BEGIN DATA ENTRIES

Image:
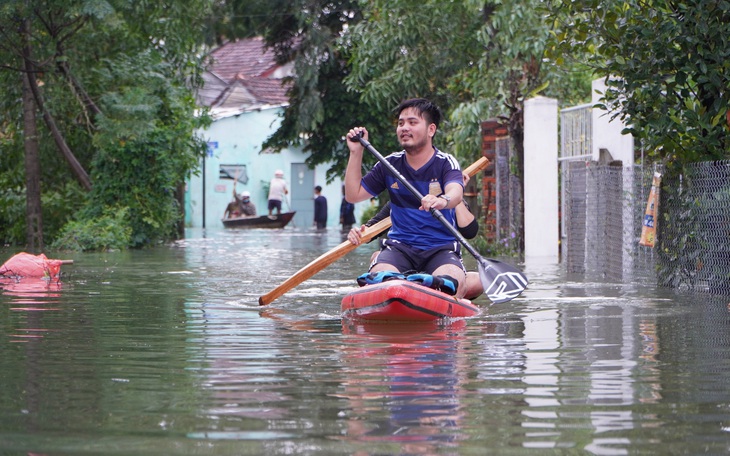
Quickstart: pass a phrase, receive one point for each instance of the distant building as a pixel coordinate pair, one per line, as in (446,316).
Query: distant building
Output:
(246,96)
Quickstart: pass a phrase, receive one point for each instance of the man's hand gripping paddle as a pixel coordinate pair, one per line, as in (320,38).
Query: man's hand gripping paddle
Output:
(502,282)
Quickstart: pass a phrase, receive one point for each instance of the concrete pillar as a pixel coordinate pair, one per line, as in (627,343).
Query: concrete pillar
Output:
(541,178)
(607,136)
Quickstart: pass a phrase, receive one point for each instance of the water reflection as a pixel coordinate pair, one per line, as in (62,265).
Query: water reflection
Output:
(167,350)
(403,384)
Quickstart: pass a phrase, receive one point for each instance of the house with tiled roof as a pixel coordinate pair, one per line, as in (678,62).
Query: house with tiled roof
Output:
(245,92)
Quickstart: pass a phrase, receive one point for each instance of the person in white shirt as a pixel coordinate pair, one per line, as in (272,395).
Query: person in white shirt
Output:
(277,191)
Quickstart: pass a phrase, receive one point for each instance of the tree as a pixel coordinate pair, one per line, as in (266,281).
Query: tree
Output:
(115,88)
(667,65)
(478,59)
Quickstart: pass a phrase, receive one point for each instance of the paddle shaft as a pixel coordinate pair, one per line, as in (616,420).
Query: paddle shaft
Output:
(343,249)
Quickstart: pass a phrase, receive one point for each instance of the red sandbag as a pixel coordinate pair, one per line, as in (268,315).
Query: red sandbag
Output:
(27,265)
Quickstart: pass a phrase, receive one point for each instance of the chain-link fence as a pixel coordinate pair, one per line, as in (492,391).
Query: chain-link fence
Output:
(692,251)
(694,229)
(509,201)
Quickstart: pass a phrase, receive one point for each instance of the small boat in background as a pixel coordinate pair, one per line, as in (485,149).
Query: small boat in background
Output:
(259,221)
(401,300)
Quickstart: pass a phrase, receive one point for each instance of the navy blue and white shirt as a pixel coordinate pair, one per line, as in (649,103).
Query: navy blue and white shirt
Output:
(414,227)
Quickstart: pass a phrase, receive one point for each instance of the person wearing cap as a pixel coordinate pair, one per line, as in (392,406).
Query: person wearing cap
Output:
(240,206)
(277,191)
(245,204)
(320,209)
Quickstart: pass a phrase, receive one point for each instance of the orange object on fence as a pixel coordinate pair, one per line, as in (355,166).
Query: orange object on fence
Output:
(28,265)
(648,227)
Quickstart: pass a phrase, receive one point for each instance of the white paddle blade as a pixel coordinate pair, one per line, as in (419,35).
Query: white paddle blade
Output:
(501,282)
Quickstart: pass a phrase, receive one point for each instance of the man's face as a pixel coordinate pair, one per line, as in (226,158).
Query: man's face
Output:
(413,131)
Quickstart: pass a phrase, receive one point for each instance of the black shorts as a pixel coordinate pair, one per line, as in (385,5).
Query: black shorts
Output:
(275,204)
(407,259)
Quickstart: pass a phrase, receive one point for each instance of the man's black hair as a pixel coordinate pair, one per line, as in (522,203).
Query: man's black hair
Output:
(425,108)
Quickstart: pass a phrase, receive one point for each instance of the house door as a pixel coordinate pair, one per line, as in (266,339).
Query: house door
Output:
(302,194)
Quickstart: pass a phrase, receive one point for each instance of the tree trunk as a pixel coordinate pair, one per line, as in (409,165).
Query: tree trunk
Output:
(33,212)
(80,172)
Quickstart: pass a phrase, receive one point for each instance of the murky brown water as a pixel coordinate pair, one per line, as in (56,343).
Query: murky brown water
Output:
(167,352)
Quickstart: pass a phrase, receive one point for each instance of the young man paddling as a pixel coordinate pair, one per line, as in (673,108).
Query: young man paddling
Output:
(417,241)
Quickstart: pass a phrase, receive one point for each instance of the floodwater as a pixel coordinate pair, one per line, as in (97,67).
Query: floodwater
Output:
(166,351)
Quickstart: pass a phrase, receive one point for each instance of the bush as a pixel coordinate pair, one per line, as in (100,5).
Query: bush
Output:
(110,231)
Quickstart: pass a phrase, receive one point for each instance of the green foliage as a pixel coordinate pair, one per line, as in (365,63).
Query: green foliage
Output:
(108,231)
(669,67)
(118,79)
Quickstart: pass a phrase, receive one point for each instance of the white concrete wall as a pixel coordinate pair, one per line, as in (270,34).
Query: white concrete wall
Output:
(541,178)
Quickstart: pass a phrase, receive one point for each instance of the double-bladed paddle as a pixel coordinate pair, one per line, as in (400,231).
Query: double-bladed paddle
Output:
(502,282)
(343,249)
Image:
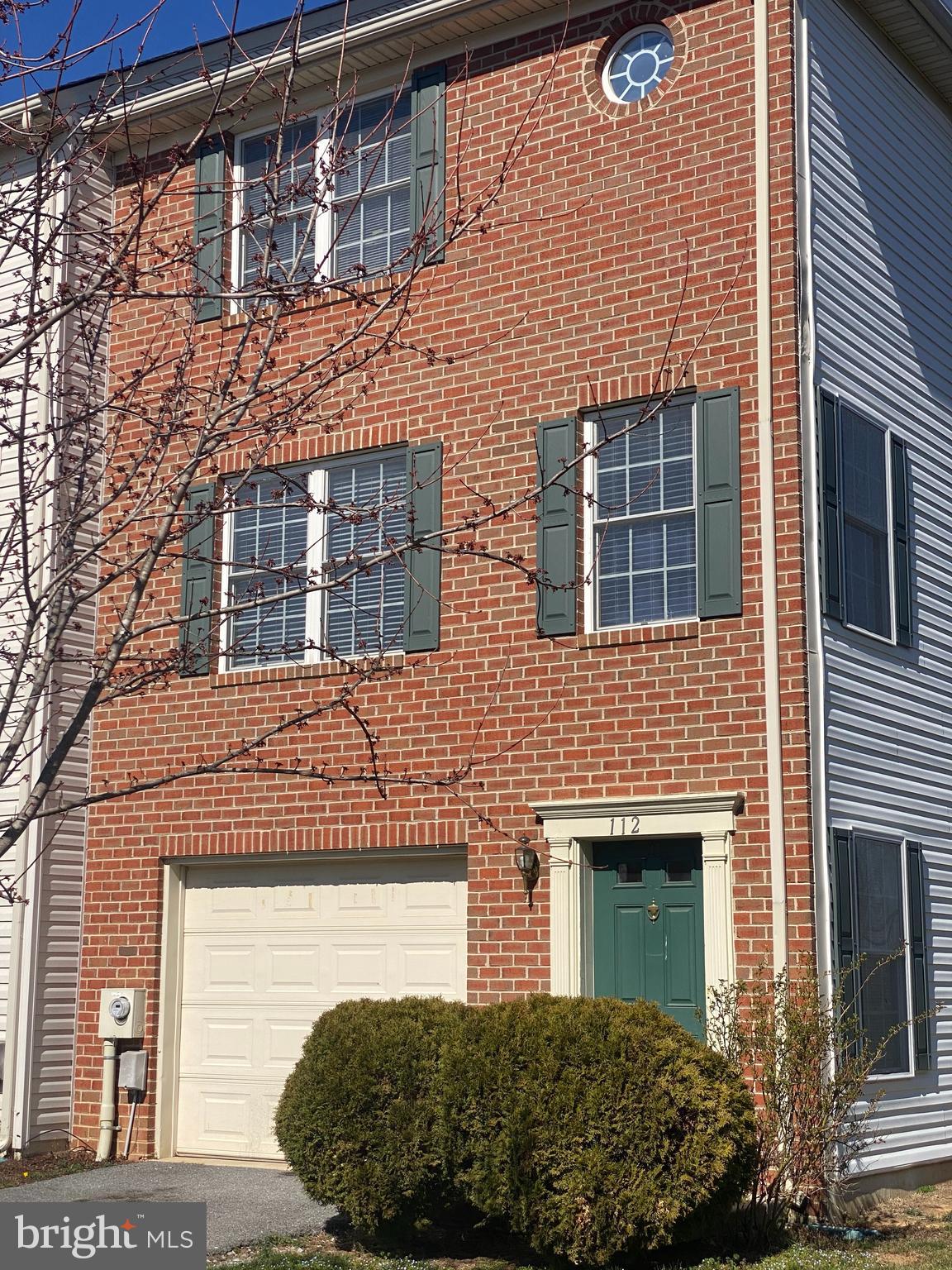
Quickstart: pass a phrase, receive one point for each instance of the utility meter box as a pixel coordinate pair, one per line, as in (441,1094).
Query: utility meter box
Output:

END DATA ENTRIES

● **TASK GOAL**:
Transcribe the full listing above exactly, with the images removed.

● **EXPECTED OUTPUT**:
Image:
Quickstart: pass a phrase, receive one point for each instance of the distant building as a pixel coordinate pair, one per line, as in (446,316).
Query: distant building
Output:
(246,96)
Quickstart: pass a phrase, receive one point for each instance of the man's hand gripping paddle as a pixel coordinate pair, one per line, as in (320,38).
Query: man's hand gripping paddle
Output:
(502,282)
Quickstart: pass a phrase, receive one point for each instance of the concrete pillar as a pixel coordinate pair, one per line, as in (627,343).
Query: concrete pillar
Output:
(541,178)
(607,136)
Quickstart: pass a phrase, receive one point for each instance of the water reflection as a pixel coordinate pair, one per line, as in (62,265).
Query: water reflection
Output:
(167,350)
(403,384)
Quickstart: pass a phrase, receive one point for each instance of the house with tiled roof as a pixel coordinate pair, one per line, as in (678,62).
Query: house with tiled roof
Output:
(245,92)
Quickstart: pass a phrase, receive one point for each instance of the person in white shirt as a pixel coordinate pair, one per line, as in (272,395).
Query: person in white shirt
Output:
(277,191)
Quickstart: pass a phrase, receive one point for each instance of the tree as a pixel coordinate pair, one per line, as in (266,281).
Query: tree
Output:
(115,88)
(667,65)
(478,59)
Quickstart: pass a phrase, receive one point for each instance of the paddle shaft as a pixel coordinate pair, one per line, as in (616,420).
Query: paddle shaft
Output:
(343,249)
Quickstart: pass a phrase, receive one point for each instance of the red sandbag as a pixel coordinate pair, one per line, as in (268,315).
Query: red sandbag
Output:
(27,265)
Quickstart: pass a phrase, receive one point for each instance of the chain-link fence as a pixel coordinate pair, one per line, as in (492,391).
Query: chain-link fence
Output:
(692,251)
(694,229)
(509,201)
Quickstart: pass a phrase, receive one point for each instance of the small boat in background as a pixel coordinate pair, one per line, as in (485,149).
Query: small boat in background
Output:
(259,221)
(401,300)
Quickstart: pass a phrase, receive one point for each instance of the navy blue and white shirt as a pixel coordinate pair, one per line, as in (649,103).
Query: navy blue and white shirt
Output:
(414,227)
Quickstart: pass a phrase, receive one point for each instance of the person wearing cap as a pixel coordinate pair, one per line, as in (392,406).
Query: person wearing cap
Output:
(240,206)
(277,191)
(245,204)
(320,209)
Quickstart: pass a phrase, receive one point for each instance of the orange object on fence as a pixel coordinate pair, one per line, as in (355,166).
Query: orange object on fence
Output:
(28,265)
(648,227)
Quickstart: pass a phrase, receive one point for each instance of the white paddle blade as a pixel coordinate pair, one per line, as in (419,35).
Query: white paddle blade
Output:
(501,282)
Quickstart: pass a phrase, receive one point for each instance of the man's face as a pixel coordinate pair, one per line, as in (226,158).
Query: man's face
Output:
(413,131)
Quickstart: pass a phrase, receive one point for each instance of the black shorts as a pixel coordinate pair, one per line, as in (385,5).
Query: black shorts
Output:
(275,204)
(407,259)
Quickstart: pass a phrase, receive one point for each instance of the man's black hair as a pixel coordinate pair, one per line, as in (522,203).
Query: man's black hair
Output:
(425,108)
Quickstart: pass a phrase, receive one point for each instance of the house door as a pixel coordinate pair, one per line, as in (266,339).
Query: house door
Output:
(302,194)
Quickstart: pass a phrase, receive one point for each instance of the tree trunk as a pixel coordinate pair, one per line, as in (409,165).
Query: tree trunk
Output:
(33,212)
(80,172)
Quickstart: pass a phrase, receive one point for each instance of the murky brown water as a pixel coordinate pair, one per line, as in (56,343).
Query: murky brown water
Output:
(167,352)
Quickstart: pass a phrase, receive one point for each instance of the young man paddling as a pixel coordinate pair, one per line, as in (673,108).
Query: young man paddling
Output:
(417,241)
Quickstart: pass a phrase, receive one point for each instance of the floodwater as a pixel coordinate pair, one per line, as in (97,67).
Query: floodwater
Output:
(166,351)
Quickstart: pass a phrase, receive one point for each instance of the bush as a pixel coordinate pair, one per line, as in (100,5).
Query: bush
Output:
(110,231)
Quickstart: pass a phrase, receive one point for each instance of the green foliage as a pixel coordinate pair, one per line, as in (365,63).
Query: green foliage
Output:
(108,231)
(669,67)
(118,79)
Quickstart: pass a phrase, receive one point for each instance of the white concrete wall as a pixel coordinate pair, one per line, as in (270,34).
Query: white concrete wall
Output:
(541,178)
Quickstart: pass a phrase, receive one point for each instance of the double-bladed paddle as a pixel coordinate pair, one per line, as in (400,231).
Query: double-bladed paddle
Output:
(502,282)
(343,249)
Image:
Quickstart: pass a phrase, receive one point for each instance of the utility meter box as a pixel coordinate pair, one per line, as in (441,1094).
Query: utility meter box
Output:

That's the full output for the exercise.